When it comes to the aesthetics of a house, exterior siding plays a huge role. Not only does it enhance curb appeal, but it also decides how people feel about their homes. In fact, a study by NAR found that 64% of people felt greater joy to be at home after installing new siding.
Besides adorning the exterior of your home, the right type of siding can provide insulation and create significant energy savings in the long run. Plus, it can increase the value of your home. The NAR report (discussed above) also found that new siding was one of the top ten improvements likely to increase the resale value of a house.
However, as with any home building or home improvement project, choosing the right material can be tricky. There are many popular types, each with its own pros and cons. This article explores several different home siding options with tips on how to choose the best siding material for your real estate projects.
1. Wood Siding
Natural wood can be a great siding option owing to its beautiful texture. Real wood shingles provide an unparalleled vintage/rustic look and greatly enhance curb appeal. With proper care and maintenance, wood siding lasts a very long time — up to 40 years.
However, maintenance can be expensive. Particularly in pest-prone areas, termites and ants can create extensive damage. So, wood siding needs to be treated with anti-termite, moisture-proof, fire-resistant coating every three to four years. And while wood is eco-friendly, the chemicals used to treat it necessarily aren’t and these can be toxic.
Certain types of wood (e.g., redwood or cedar) are typically more expensive than others. But they’re also more decay-resistant and last longer.
- Looks good, increases curb appeal
- Easy to paint and change the look
- Very versatile, can be used for different types of buildings
- High-maintenance, requires coatings every three to four years
- Expensive, especially in the long run
- Wood siding costs $4.5 to $15 per sq. ft. (without long-term maintenance costs)
2. Engineered Wood Siding
Engineered wood looks just like wood and for the most part, is. It’s made of wood strands combined with resin under high heat and pressure. Wax and anti-fungal coatings are then added to improve durability.
Different manufacturers use different names for it and often add a coating that resembles real wood. The result? A material that looks just like wood but lasts longer and requires less maintenance.
Engineered wood is also remarkably cheaper, both in terms of material and installation costs. They come as boards that are lighter than wood, in different finishes and pre-primed for paint — all of which result in lower labor costs and time.

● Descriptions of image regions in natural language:
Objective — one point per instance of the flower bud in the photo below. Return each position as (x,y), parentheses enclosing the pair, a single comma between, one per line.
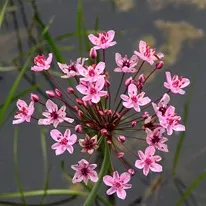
(58,93)
(80,113)
(120,155)
(70,90)
(78,128)
(104,132)
(34,97)
(133,123)
(131,171)
(79,101)
(51,93)
(121,139)
(128,81)
(93,53)
(159,65)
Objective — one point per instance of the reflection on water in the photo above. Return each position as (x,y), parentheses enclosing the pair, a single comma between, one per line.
(160,4)
(170,37)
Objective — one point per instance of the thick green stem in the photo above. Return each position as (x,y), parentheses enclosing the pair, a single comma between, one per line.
(103,171)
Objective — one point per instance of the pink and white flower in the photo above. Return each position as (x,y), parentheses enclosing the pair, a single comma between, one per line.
(161,107)
(25,112)
(84,172)
(148,161)
(91,73)
(64,142)
(156,139)
(124,64)
(134,100)
(54,115)
(118,184)
(41,63)
(147,54)
(170,121)
(176,84)
(70,70)
(88,144)
(103,40)
(92,91)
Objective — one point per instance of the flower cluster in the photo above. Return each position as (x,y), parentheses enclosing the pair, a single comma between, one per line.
(90,110)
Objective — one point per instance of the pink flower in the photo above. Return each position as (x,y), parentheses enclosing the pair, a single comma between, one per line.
(92,90)
(155,138)
(88,144)
(25,112)
(53,115)
(124,64)
(161,107)
(70,70)
(175,83)
(63,142)
(84,172)
(134,100)
(147,54)
(41,63)
(170,121)
(91,73)
(148,161)
(118,184)
(103,40)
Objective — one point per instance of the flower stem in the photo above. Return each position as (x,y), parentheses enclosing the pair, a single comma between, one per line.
(103,171)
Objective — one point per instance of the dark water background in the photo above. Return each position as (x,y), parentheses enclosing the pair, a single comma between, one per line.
(178,29)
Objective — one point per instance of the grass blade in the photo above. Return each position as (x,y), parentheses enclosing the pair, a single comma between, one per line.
(15,154)
(190,189)
(45,162)
(182,136)
(41,192)
(3,12)
(79,26)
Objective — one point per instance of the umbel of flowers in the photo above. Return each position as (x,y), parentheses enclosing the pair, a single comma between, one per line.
(89,108)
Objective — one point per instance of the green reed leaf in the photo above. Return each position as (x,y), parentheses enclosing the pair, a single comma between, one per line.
(17,175)
(3,12)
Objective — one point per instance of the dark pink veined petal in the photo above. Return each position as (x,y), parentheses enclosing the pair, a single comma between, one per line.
(142,46)
(111,34)
(125,177)
(51,106)
(100,67)
(146,170)
(121,194)
(139,164)
(72,139)
(141,154)
(49,59)
(150,151)
(156,167)
(93,39)
(56,135)
(111,191)
(108,180)
(132,90)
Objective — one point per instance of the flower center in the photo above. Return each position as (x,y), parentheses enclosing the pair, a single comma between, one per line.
(126,64)
(84,171)
(64,141)
(91,73)
(54,115)
(40,60)
(155,139)
(93,91)
(148,161)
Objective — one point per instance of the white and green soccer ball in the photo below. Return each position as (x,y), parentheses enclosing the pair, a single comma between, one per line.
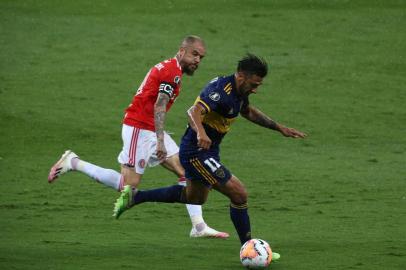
(256,254)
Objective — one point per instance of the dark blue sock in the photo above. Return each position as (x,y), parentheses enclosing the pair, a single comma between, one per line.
(169,194)
(241,221)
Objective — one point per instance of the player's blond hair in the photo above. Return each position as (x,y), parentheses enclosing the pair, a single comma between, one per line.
(191,39)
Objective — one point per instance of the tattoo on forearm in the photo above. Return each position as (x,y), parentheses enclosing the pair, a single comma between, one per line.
(261,119)
(159,115)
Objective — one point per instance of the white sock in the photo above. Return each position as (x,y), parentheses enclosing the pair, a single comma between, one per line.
(195,211)
(108,177)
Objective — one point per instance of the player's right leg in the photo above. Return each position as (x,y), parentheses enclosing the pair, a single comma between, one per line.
(193,193)
(71,162)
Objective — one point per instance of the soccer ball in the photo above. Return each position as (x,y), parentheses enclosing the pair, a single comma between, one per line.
(256,254)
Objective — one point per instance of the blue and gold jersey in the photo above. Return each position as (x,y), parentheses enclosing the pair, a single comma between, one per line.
(222,105)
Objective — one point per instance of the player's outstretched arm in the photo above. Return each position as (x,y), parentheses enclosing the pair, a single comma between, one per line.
(159,120)
(256,116)
(195,115)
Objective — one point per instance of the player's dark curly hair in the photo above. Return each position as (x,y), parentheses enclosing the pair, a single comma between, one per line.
(253,65)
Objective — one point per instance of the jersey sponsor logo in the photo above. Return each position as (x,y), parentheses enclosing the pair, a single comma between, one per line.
(141,163)
(167,89)
(214,96)
(159,66)
(228,88)
(214,80)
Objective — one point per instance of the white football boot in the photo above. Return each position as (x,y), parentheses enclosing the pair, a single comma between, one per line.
(208,232)
(63,165)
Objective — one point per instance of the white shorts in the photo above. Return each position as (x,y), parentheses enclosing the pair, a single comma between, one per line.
(139,148)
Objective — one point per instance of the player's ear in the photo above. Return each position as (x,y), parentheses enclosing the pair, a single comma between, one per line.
(182,51)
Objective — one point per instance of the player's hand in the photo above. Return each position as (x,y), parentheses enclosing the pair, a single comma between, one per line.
(161,151)
(291,132)
(203,141)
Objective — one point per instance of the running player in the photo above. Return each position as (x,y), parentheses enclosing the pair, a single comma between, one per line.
(144,140)
(220,102)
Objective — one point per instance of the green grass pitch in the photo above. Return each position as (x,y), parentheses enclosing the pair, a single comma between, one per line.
(336,200)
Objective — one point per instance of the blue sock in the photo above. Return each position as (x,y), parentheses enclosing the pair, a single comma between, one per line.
(169,194)
(241,221)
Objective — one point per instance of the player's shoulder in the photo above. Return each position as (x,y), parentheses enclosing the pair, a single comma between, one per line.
(171,65)
(222,85)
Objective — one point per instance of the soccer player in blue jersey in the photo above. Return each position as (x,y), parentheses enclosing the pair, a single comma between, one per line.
(218,105)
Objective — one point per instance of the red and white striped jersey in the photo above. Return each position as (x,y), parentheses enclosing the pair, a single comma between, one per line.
(164,77)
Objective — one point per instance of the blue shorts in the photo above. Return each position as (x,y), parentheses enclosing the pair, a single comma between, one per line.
(204,166)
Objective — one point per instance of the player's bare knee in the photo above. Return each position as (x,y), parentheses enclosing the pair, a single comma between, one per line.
(240,197)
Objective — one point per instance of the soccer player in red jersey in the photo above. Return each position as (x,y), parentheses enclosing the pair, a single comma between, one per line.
(145,143)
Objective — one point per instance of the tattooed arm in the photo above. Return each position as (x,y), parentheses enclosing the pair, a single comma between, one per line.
(259,118)
(159,118)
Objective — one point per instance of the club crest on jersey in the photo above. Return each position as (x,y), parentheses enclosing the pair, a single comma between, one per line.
(214,96)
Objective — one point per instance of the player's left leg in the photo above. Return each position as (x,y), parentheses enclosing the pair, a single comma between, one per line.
(199,226)
(237,193)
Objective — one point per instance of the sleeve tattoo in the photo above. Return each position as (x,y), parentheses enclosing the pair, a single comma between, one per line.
(259,118)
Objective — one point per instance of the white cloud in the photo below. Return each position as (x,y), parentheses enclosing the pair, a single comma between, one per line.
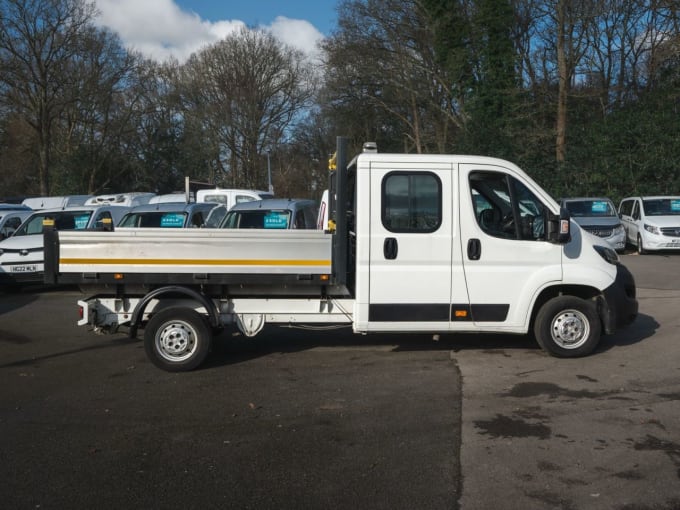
(160,30)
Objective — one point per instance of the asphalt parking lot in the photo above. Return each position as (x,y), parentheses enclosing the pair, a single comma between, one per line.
(296,419)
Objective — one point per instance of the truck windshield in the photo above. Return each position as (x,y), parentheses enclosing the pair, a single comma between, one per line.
(599,208)
(154,220)
(662,206)
(267,219)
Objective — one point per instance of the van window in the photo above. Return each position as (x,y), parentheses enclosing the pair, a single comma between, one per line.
(217,197)
(504,207)
(411,202)
(244,198)
(626,208)
(98,221)
(636,210)
(661,207)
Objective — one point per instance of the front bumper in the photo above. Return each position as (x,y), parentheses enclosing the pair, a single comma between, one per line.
(618,304)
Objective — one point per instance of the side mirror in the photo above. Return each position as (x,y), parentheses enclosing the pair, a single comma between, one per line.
(558,227)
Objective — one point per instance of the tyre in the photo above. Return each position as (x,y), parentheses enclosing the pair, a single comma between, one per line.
(177,339)
(568,327)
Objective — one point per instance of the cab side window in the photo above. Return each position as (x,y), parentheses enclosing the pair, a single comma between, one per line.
(506,208)
(411,202)
(99,220)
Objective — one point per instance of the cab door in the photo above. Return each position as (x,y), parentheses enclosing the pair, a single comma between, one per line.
(507,259)
(410,254)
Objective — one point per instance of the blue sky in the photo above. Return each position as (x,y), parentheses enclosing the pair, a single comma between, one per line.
(320,13)
(174,29)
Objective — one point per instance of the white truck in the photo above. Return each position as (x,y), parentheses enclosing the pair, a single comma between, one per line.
(418,243)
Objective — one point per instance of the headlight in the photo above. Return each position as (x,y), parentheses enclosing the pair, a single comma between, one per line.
(653,229)
(607,254)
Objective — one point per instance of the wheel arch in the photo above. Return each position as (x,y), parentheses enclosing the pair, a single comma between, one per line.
(581,291)
(174,290)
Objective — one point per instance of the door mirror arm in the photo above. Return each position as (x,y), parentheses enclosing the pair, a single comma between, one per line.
(558,227)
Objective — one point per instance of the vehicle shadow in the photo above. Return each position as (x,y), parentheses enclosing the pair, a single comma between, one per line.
(14,299)
(643,327)
(231,347)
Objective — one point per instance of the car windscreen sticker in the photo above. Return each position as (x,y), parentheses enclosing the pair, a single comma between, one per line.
(599,207)
(274,219)
(81,221)
(172,220)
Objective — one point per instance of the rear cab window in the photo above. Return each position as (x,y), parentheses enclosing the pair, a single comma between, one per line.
(411,202)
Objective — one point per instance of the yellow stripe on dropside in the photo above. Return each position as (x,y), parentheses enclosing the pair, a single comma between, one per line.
(194,262)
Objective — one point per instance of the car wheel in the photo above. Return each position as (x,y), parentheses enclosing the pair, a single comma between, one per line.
(568,327)
(177,339)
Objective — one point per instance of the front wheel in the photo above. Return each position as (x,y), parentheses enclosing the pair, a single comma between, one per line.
(568,327)
(177,339)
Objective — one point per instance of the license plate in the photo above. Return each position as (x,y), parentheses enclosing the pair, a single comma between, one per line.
(26,268)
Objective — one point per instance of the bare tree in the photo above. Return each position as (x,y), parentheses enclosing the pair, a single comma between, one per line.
(383,58)
(246,91)
(38,41)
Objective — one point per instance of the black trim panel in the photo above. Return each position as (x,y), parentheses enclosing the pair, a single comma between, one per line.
(490,313)
(437,312)
(420,312)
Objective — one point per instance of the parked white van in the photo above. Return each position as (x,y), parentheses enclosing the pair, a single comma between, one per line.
(22,255)
(651,223)
(231,197)
(131,199)
(11,216)
(36,203)
(598,216)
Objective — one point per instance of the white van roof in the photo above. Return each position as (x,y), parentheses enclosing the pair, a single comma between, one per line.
(130,199)
(36,203)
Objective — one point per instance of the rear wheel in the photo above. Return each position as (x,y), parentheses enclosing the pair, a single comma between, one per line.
(568,327)
(177,339)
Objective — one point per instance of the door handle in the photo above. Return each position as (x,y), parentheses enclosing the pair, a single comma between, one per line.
(390,248)
(474,249)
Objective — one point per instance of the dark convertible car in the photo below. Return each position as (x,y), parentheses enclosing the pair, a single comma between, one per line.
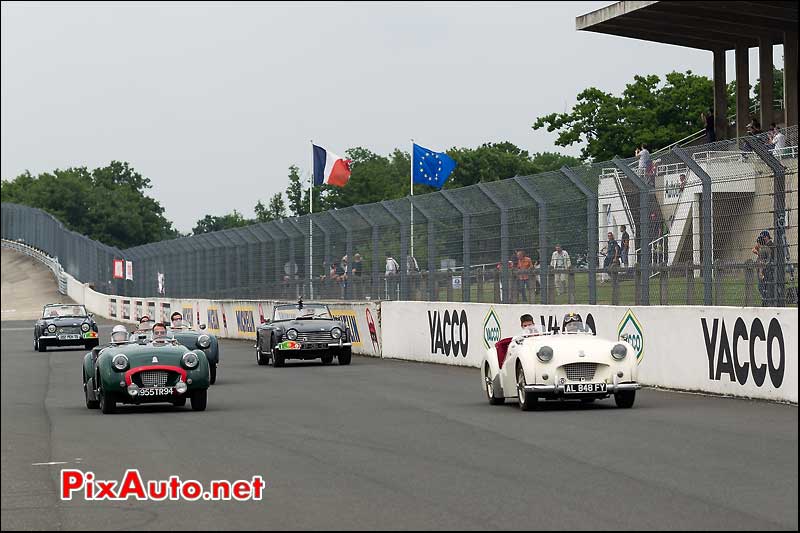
(65,325)
(302,331)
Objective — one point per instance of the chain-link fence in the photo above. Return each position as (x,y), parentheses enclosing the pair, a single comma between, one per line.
(714,224)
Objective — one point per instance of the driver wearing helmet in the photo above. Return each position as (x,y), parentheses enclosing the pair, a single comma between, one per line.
(145,323)
(119,334)
(573,323)
(159,331)
(528,325)
(176,319)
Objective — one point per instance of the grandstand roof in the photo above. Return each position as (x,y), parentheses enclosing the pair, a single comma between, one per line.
(707,25)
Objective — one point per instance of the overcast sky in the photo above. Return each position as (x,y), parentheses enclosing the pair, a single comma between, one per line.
(214,101)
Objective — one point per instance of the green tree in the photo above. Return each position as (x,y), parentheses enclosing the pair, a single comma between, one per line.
(211,223)
(274,210)
(107,204)
(648,111)
(294,193)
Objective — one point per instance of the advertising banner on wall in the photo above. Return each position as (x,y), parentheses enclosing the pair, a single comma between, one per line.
(750,352)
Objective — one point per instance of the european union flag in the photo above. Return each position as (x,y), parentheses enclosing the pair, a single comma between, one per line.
(431,168)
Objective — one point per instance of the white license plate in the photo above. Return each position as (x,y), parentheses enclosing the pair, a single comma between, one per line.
(584,388)
(155,391)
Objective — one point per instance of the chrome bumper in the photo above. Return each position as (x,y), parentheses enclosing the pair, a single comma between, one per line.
(558,390)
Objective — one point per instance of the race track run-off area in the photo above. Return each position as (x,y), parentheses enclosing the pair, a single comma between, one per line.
(385,444)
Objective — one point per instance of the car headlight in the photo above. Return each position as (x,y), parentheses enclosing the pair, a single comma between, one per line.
(545,354)
(204,341)
(190,360)
(120,361)
(619,351)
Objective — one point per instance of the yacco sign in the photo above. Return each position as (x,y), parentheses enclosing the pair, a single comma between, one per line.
(165,312)
(630,330)
(213,318)
(492,332)
(449,333)
(373,332)
(725,356)
(244,320)
(349,318)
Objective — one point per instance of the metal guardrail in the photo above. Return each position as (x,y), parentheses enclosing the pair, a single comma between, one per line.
(50,262)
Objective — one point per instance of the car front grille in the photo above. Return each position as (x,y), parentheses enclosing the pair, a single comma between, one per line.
(315,336)
(154,378)
(580,371)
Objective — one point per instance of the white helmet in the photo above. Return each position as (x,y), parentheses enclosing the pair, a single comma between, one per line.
(119,334)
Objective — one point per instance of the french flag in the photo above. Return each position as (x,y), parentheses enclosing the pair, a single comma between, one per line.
(329,168)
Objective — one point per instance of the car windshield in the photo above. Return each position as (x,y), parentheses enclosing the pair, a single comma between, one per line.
(56,311)
(575,327)
(294,312)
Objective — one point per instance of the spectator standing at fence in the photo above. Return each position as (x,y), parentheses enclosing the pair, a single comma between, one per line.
(612,252)
(560,263)
(778,141)
(392,270)
(342,270)
(357,267)
(708,119)
(625,240)
(537,279)
(645,161)
(411,265)
(392,266)
(765,251)
(523,272)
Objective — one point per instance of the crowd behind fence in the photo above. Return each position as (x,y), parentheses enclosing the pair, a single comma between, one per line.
(713,224)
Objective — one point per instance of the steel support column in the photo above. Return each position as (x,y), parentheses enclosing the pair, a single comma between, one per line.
(591,218)
(645,191)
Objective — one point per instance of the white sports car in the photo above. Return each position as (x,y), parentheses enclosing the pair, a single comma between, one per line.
(572,365)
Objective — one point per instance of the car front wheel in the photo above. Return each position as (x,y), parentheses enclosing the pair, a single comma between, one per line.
(493,400)
(527,401)
(261,359)
(90,404)
(199,400)
(625,399)
(108,405)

● EXERCISES:
**A.** For the text on home siding, decide whether each statement agrees with it: (i) wood siding has to be coated every three to four years; (ii) engineered wood costs more than real wood in materials; (iii) the NAR study found that 64% of people felt greater joy at home after new siding was installed. Answer yes or no for each, and quote the words of the text that decide it.
**B.** Continue the text on home siding, starting after its last sentence, "They come as boards that are lighter than wood, in different finishes and pre-primed for paint — all of which result in lower labor costs and time."
These rows have no connection to the text on home siding.

● RESULTS FOR THE EXERCISE:
**A.**
(i) Yes: "wood siding needs to be treated with anti-termite, moisture-proof, fire-resistant coating every three to four years."
(ii) No: "Engineered wood is also remarkably cheaper, both in terms of material and installation costs."
(iii) Yes: "64% of people felt greater joy to be at home after installing new siding."

**B.**
While they have similar issues as real wood — e.g., moisture and pests — engineered wood is way more resistant to them due to its manufacturing process.
- Lower material and installation costs
- Available in different finishes
- Requires less maintenance, more resistant to pests and moisture
- Fairly new, so longevity is not well known
- The manufacturing process is not environment friendly
- Costs $7 to $11 per sq. ft. on average, including materials and installation
3. Vinyl Siding
Vinyl is one of the most common siding materials used in the U.S. and Canada. It’s made of PVC resin, with other components added for color, opacity, gloss, etc. Vinyl siding is often made to imitate other types of siding and is known for being highly versatile.
Vinyl sidings are available in a variety of styles, thicknesses and finishes. Some manufacturers even add a UV coating that prevents damage due to sunlight. These sidings tend to expand and contract with changing weather conditions and are often loosely nailed to the frame.
Besides traditional vinyl, you can also use insulated vinyl which includes a layer of polystyrene insulation behind it. Due to the added thickness, insulated vinyl is more rigid and solid compared to traditional vinyl and of course, creates more insulation.
- Lasts longer
- Easy to install
- Multiple color options
- Doesn’t need to be painted
- Tends to crack in cold weather
- Installation is tricky
- Vinyl siding costs between $3 and $10 per sq. ft.
4. Brick Siding
Brick is a very good siding material in terms of durability and aesthetics. It gives the appearance of a home constructed using brick when it’s just a brick wall outside the frame of the house. As such, it doesn’t offer any structural support to the house.
Brick siding is on the expensive side but requires less maintenance compared to most other materials. It isn’t affected by pests or moisture (to a large extent), and can even add to the value of your home.
- Very long-lasting
- Improves aesthetics and resale value
- Requires less maintenance
- Environment friendly
- Brick has color limitations
- Difficult to remodel
- Brick siding costs anywhere between $5 and $15 per sq. ft.
5. Metal Siding
Metal is a fairly popular siding choice that creates a modern look for a home. Galvanized stainless steel siding or aluminum siding is quite common and lasts a long time. Aside from the occasional paint job, they require very little maintenance.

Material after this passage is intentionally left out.